• Task prompt: Reproduce the following records exactly from the line containing "Return one point per instance of the windshield" onward, ending with the last line and including it.

• Entries provided:

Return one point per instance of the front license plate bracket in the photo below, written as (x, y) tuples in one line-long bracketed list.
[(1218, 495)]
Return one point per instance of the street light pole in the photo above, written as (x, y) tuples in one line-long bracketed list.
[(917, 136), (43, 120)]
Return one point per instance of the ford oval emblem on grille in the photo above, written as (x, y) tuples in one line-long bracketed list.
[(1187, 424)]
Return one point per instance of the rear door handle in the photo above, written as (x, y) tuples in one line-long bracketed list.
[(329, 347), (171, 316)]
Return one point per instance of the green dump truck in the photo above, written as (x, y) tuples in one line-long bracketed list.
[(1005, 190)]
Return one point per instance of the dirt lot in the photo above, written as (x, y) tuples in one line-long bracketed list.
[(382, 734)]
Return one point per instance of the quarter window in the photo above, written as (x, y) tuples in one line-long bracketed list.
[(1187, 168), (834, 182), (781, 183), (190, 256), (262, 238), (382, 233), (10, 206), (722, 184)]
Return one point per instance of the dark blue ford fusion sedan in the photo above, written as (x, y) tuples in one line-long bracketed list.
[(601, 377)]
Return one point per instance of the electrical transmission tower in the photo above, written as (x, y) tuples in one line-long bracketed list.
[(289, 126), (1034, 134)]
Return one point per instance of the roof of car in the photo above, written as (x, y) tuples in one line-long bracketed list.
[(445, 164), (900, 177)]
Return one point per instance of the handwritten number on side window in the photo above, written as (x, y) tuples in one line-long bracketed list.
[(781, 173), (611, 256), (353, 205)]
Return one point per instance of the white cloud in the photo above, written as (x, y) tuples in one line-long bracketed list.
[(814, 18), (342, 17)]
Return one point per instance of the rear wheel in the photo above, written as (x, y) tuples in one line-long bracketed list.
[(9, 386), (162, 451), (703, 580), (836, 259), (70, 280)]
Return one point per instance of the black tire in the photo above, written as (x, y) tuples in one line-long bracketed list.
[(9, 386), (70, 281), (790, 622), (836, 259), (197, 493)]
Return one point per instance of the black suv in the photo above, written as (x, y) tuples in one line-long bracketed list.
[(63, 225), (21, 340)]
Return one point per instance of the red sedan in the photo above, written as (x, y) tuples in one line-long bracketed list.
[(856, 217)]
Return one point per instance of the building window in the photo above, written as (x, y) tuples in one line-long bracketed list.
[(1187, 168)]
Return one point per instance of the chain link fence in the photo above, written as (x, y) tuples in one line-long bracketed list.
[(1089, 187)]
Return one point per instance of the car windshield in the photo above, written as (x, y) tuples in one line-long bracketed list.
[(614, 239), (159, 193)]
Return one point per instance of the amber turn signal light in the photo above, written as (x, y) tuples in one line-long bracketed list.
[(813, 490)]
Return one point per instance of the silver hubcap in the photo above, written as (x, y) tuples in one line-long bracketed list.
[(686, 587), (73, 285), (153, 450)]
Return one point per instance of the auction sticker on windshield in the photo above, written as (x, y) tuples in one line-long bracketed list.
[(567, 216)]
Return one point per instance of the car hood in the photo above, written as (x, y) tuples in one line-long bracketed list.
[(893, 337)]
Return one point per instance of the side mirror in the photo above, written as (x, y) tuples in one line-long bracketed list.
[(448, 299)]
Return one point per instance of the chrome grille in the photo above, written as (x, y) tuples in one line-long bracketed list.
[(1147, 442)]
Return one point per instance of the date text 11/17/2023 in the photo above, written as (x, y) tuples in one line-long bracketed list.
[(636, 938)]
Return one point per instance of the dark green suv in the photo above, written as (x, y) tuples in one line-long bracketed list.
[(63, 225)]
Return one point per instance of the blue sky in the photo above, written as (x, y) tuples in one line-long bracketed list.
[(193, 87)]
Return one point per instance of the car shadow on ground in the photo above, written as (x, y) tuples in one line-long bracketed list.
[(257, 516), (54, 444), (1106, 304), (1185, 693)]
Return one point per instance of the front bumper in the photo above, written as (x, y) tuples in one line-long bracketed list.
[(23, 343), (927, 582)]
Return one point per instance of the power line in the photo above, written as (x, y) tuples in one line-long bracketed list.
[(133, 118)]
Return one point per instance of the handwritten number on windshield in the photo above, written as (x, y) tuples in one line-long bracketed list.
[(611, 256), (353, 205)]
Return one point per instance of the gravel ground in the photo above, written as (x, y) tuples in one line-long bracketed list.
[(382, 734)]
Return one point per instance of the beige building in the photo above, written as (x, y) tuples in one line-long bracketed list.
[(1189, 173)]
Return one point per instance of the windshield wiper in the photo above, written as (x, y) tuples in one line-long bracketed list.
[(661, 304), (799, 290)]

• Output for this task:
Return one point per instance of the windshield wiper in the photo above, written as (x, y) tuples in one line-long bracketed list.
[(661, 304), (799, 290)]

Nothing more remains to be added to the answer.